Task directions:
The required output is the whole listing below, unchanged.

·····

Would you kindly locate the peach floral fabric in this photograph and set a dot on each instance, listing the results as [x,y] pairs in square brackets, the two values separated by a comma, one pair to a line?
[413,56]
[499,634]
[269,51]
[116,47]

·····

Result of the exercise:
Would you kindly locate the peach floral fabric in this photograph and set a dot on each instance, listing the results as [x,y] pairs in square brackets, the two values separated by a comma, one pair to a line?
[413,56]
[499,634]
[269,51]
[116,47]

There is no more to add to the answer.